-- Start Text passage --
If I draw an epsilon rectangle over the whole $f$, I don't see why this isn't uniform convergence
EDIT: I got this from Spivak, so keep it at that level please...
Added question: if $f_n\nrightarrow f$ for some $x \in \mathbb{R}$, can I conclude that it is not uniformly convergent over $\mathbb{R}$?
 A: I like @hardmath's approach in the comments above. But here is an approach using the definition of uniform convergence.
Assume $\{f_n\}$ converges uniformly to $f$. Pick $\varepsilon < 1/2$. We can find an $N$ for which $\forall x \in [0, 1] : |f_N(x) - f(x)| < \varepsilon$. Clearly, $f_N(1) = 1$ and $f_N(0) = 0$. Since $f_N$ is continuous, we can find $x \in (0, 1)$ for which $f_N(x) = 1/2$ (by the intermediate value theorem). This means that $|f_N(x) - 1| = 1/2 > \varepsilon$. This is a contradiction and $\{f_n\}$ doesn't converge uniformly to $f$.

Here is a plot of $f_{10}(x) = \sqrt[10]{x}$:

Since $f_n$ is continuous, there will always be values of $x > 0$ for which $f_n(x)$ is too far away from $1$. Uniform convergence requires that after a certain $N$, $f_n(x)$ must be within a small distance $\varepsilon$ from $f(x)$ for all $x$ . This fails for the sequence we have.
A: We will first prove two results.

Theorem 1 Let $ (f_{n})_{n \in \mathbb{N}} $ be a sequence of continuous functions on $ [0,1] $ that converges uniformly to some function $ f $ on $ [0,1] $. Then $ f $ must be continuous on $ [0,1] $.

Proof: Let $ \epsilon > 0 $. Then there exists an $ N \in \mathbb{N} $ such that for all integers $ n \geq N $, we have
$$
\forall x \in [0,1]: \quad |{f_{n}}(x) - f(x)| < \frac{\epsilon}{3}.
$$
To prove that $ f $ is continuous, pick an arbitrary $ x_{0} \in [0,1] $. As $ f_{N} $ is continuous by assumption, there exists a $ \delta > 0 $ such that $ |{f_{N}}(x_{0}) - {f_{N}}(x)| < \dfrac{\epsilon}{3} $ for all $ x \in (x_{0} - \delta,x_{0} + \delta) \cap [0,1] $. Hence, by the Triangle Inequality, we see that for all $ x \in (x_{0} - \delta,x_{0} + \delta) \cap [0,1] $, the following relations hold:
\begin{align}
      |f(x_{0}) - f(x)|
&=    |[f(x_{0}) - {f_{N}}(x_{0})] + [{f_{N}}(x_{0}) - {f_{N}}(x)] + [{f_{N}}(x) - f(x)]| \\
&\leq |f(x_{0}) - {f_{N}}(x_{0})| + |{f_{N}}(x_{0}) - {f_{N}}(x)| + |{f_{N}}(x) - f(x)| \\
&<    \frac{\epsilon}{3} + \frac{\epsilon}{3} + \frac{\epsilon}{3} \\
&=    \epsilon.
-- End Text passage --
-- Start Records --
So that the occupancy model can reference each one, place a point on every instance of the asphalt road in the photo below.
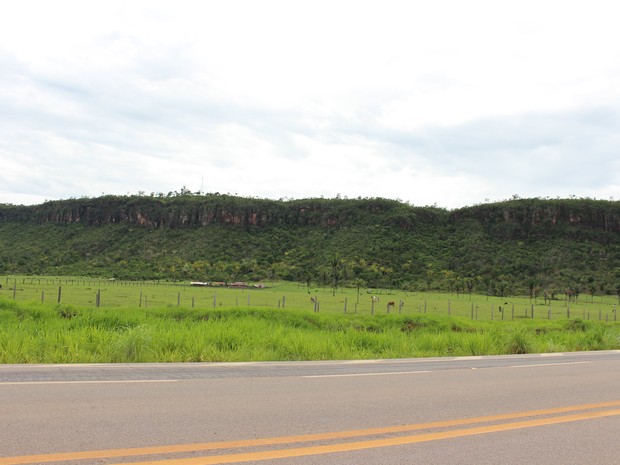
(534, 409)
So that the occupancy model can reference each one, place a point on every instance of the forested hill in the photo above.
(518, 246)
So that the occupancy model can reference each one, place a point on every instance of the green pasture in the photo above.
(173, 322)
(102, 293)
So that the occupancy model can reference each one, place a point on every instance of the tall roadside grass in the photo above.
(44, 333)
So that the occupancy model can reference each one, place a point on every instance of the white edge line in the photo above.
(345, 375)
(34, 383)
(545, 364)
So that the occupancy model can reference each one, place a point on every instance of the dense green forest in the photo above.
(521, 246)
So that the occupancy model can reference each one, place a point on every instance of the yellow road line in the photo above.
(376, 443)
(111, 453)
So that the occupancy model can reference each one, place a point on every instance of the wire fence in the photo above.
(98, 293)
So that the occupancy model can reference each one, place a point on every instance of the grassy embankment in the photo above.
(219, 325)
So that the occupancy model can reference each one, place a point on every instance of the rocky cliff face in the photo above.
(512, 218)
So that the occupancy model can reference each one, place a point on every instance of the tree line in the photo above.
(537, 247)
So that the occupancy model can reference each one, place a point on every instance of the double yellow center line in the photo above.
(460, 428)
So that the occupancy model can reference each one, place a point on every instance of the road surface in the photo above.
(535, 409)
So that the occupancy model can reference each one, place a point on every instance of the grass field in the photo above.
(166, 322)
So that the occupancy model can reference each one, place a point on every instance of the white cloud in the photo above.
(442, 102)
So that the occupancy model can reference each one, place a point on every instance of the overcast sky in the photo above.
(451, 103)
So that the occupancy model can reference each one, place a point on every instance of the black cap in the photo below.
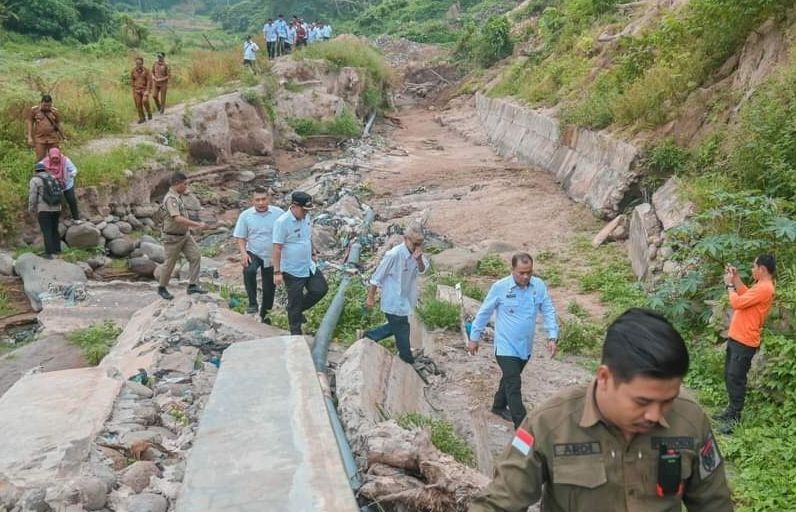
(302, 199)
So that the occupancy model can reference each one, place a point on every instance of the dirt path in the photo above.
(476, 199)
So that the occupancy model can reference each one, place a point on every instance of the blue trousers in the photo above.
(397, 326)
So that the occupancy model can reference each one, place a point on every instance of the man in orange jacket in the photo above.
(750, 308)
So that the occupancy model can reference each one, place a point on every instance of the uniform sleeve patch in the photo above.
(523, 441)
(570, 449)
(709, 457)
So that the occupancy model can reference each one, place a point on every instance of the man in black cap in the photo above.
(294, 263)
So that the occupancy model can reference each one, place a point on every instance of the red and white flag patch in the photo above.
(523, 441)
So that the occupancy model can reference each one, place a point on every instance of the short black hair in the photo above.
(521, 257)
(768, 261)
(178, 177)
(643, 343)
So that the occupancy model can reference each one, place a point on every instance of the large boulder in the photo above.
(39, 274)
(644, 239)
(671, 207)
(121, 247)
(153, 251)
(83, 236)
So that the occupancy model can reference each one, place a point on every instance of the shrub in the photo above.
(96, 340)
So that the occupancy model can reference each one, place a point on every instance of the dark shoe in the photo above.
(503, 413)
(194, 288)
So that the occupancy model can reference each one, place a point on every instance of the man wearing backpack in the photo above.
(44, 201)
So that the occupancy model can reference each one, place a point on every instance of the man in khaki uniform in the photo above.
(44, 131)
(627, 442)
(177, 238)
(160, 81)
(141, 80)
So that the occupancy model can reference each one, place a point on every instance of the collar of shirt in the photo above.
(591, 414)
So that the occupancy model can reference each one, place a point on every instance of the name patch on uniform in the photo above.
(523, 441)
(570, 449)
(676, 443)
(709, 457)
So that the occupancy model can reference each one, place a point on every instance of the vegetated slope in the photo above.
(708, 88)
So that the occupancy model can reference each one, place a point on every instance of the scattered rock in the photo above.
(153, 251)
(137, 475)
(147, 503)
(83, 236)
(6, 264)
(121, 247)
(112, 232)
(142, 266)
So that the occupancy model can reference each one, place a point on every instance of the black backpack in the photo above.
(51, 191)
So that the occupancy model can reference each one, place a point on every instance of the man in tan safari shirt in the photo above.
(44, 131)
(627, 442)
(141, 80)
(177, 238)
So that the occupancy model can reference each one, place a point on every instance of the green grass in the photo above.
(443, 436)
(96, 340)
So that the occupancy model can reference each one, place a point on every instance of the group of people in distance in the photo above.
(281, 37)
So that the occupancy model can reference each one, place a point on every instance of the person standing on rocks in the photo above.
(627, 441)
(141, 80)
(63, 170)
(750, 308)
(396, 275)
(160, 81)
(44, 201)
(44, 130)
(254, 233)
(517, 300)
(294, 262)
(177, 238)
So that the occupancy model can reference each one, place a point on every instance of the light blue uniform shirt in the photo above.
(516, 311)
(258, 230)
(269, 32)
(295, 237)
(396, 275)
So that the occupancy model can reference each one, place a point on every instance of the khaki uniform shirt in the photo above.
(43, 130)
(141, 79)
(565, 454)
(172, 203)
(160, 71)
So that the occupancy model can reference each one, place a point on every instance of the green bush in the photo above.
(96, 340)
(443, 436)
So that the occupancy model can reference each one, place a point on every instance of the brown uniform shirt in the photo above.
(160, 71)
(44, 125)
(172, 203)
(565, 454)
(141, 80)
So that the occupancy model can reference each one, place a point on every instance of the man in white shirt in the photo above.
(254, 235)
(396, 275)
(294, 263)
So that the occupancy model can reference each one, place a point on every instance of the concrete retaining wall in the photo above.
(592, 167)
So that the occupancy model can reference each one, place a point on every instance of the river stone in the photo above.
(121, 247)
(147, 503)
(37, 274)
(83, 236)
(142, 266)
(112, 232)
(153, 251)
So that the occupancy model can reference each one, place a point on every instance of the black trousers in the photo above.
(71, 200)
(737, 362)
(298, 301)
(48, 222)
(250, 281)
(509, 392)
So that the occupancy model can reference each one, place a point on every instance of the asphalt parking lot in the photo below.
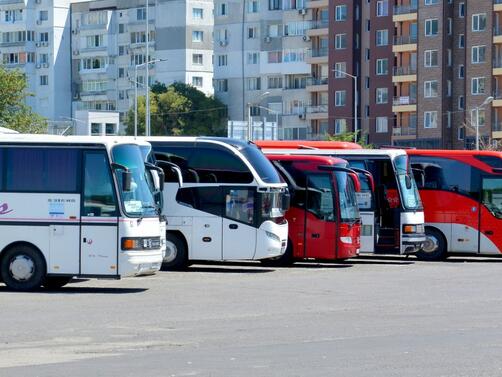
(366, 317)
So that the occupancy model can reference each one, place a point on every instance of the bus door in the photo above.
(490, 223)
(320, 218)
(239, 219)
(99, 220)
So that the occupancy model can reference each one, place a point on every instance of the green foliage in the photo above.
(14, 113)
(180, 109)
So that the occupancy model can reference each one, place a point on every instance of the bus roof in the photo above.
(326, 160)
(306, 144)
(391, 153)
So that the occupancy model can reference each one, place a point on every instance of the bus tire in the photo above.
(56, 282)
(435, 246)
(284, 260)
(176, 253)
(23, 268)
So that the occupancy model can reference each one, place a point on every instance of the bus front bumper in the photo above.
(139, 263)
(412, 243)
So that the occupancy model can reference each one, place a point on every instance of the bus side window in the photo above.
(99, 198)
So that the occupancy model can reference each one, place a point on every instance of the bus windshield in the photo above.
(139, 202)
(261, 164)
(407, 184)
(349, 210)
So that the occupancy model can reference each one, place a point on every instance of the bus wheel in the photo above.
(176, 257)
(284, 260)
(434, 248)
(56, 282)
(23, 268)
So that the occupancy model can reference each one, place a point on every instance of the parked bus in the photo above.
(397, 222)
(324, 221)
(462, 196)
(73, 206)
(232, 204)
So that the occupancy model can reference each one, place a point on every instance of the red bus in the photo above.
(324, 221)
(394, 221)
(462, 196)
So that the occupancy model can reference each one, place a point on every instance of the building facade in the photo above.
(35, 38)
(109, 49)
(263, 59)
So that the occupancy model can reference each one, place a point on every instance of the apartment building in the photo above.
(35, 38)
(109, 49)
(264, 58)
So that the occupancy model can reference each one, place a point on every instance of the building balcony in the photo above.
(317, 84)
(317, 4)
(408, 12)
(404, 104)
(317, 56)
(317, 112)
(497, 5)
(318, 28)
(404, 74)
(405, 43)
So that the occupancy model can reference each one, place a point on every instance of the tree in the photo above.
(180, 109)
(14, 113)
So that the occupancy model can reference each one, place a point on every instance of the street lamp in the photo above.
(147, 120)
(485, 102)
(250, 121)
(355, 100)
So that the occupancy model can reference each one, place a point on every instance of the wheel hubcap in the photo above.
(171, 252)
(431, 245)
(22, 268)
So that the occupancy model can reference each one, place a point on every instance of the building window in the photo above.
(197, 36)
(382, 66)
(141, 14)
(478, 54)
(197, 13)
(382, 37)
(340, 41)
(253, 6)
(197, 81)
(339, 69)
(197, 59)
(382, 8)
(461, 41)
(340, 98)
(430, 119)
(382, 125)
(478, 85)
(431, 58)
(340, 126)
(44, 80)
(479, 22)
(341, 13)
(382, 96)
(431, 27)
(431, 89)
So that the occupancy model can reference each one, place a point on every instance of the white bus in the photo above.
(394, 220)
(72, 206)
(231, 206)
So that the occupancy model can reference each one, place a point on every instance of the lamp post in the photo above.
(485, 102)
(355, 100)
(147, 119)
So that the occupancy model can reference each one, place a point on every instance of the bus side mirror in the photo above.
(126, 181)
(408, 182)
(355, 180)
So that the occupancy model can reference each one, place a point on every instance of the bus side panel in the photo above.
(48, 221)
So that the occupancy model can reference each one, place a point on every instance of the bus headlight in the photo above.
(275, 237)
(141, 243)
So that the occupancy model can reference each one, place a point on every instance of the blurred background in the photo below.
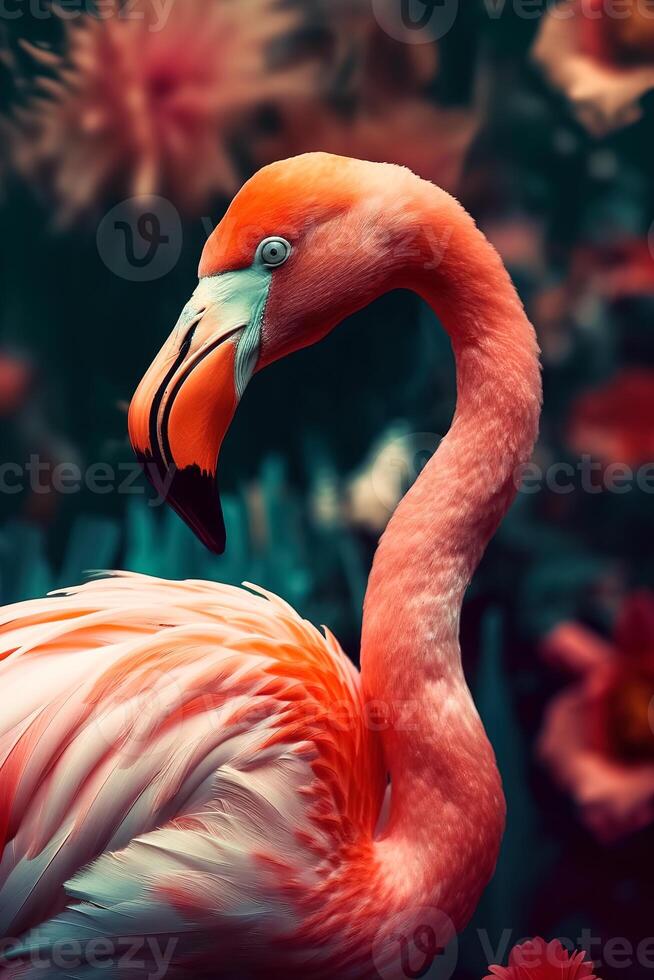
(125, 130)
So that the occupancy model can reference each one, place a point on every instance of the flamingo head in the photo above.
(306, 242)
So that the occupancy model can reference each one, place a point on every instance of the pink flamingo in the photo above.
(192, 768)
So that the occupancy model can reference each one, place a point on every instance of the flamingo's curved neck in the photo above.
(447, 812)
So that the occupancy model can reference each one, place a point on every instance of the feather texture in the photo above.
(175, 760)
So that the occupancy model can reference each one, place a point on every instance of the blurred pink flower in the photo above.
(591, 60)
(598, 734)
(430, 141)
(538, 960)
(147, 103)
(613, 423)
(618, 40)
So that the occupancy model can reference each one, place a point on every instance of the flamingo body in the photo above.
(176, 759)
(192, 767)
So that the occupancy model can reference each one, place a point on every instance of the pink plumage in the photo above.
(194, 767)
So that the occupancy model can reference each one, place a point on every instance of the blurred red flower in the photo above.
(148, 100)
(538, 960)
(615, 40)
(603, 64)
(598, 734)
(15, 381)
(613, 423)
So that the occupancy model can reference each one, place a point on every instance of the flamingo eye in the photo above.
(274, 251)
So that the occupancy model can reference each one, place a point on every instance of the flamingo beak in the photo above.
(182, 408)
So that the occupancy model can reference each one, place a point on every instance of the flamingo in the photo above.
(190, 773)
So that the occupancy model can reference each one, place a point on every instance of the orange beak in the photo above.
(183, 406)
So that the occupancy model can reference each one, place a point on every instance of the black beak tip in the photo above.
(193, 494)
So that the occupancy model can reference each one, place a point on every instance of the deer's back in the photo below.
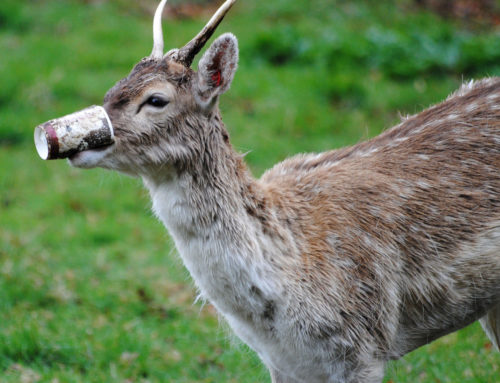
(411, 216)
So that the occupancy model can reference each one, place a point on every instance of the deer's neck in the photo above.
(205, 210)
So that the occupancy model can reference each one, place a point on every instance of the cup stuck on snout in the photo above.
(62, 137)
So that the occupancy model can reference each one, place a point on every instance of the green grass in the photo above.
(91, 289)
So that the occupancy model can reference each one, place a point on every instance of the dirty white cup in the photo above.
(89, 128)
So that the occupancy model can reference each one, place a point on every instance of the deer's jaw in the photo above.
(93, 158)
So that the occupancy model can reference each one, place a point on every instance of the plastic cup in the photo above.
(86, 129)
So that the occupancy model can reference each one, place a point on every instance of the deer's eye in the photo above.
(156, 101)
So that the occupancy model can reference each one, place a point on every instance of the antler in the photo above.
(186, 54)
(157, 52)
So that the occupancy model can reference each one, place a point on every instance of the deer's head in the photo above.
(164, 113)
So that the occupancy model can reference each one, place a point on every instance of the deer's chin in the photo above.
(91, 158)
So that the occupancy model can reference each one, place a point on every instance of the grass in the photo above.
(91, 289)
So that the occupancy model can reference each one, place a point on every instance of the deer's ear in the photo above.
(216, 69)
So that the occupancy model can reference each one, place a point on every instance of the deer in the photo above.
(330, 264)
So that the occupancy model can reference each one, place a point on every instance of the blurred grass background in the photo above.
(91, 289)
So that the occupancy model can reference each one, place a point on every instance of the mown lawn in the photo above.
(91, 289)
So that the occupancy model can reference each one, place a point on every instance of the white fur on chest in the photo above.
(229, 270)
(224, 265)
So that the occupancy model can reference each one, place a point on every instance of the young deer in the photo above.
(331, 263)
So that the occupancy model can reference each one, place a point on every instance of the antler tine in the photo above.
(157, 52)
(187, 53)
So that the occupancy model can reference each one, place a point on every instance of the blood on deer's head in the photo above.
(162, 111)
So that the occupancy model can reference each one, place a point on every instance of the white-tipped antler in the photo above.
(187, 53)
(157, 52)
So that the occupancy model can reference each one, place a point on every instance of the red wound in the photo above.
(217, 78)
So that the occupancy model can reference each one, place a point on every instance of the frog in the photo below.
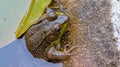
(43, 39)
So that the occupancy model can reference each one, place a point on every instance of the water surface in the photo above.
(17, 55)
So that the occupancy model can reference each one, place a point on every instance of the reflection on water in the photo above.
(17, 55)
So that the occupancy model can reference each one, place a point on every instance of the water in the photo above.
-- End Records --
● **The task**: Please name the theorem that the first answer in the uniform convergence thread uses to find an $x \in (0, 1)$ for which $f_N(x) = 1/2$. The records have no connection to the uniform convergence thread.

● **Finished answer**: The intermediate value theorem.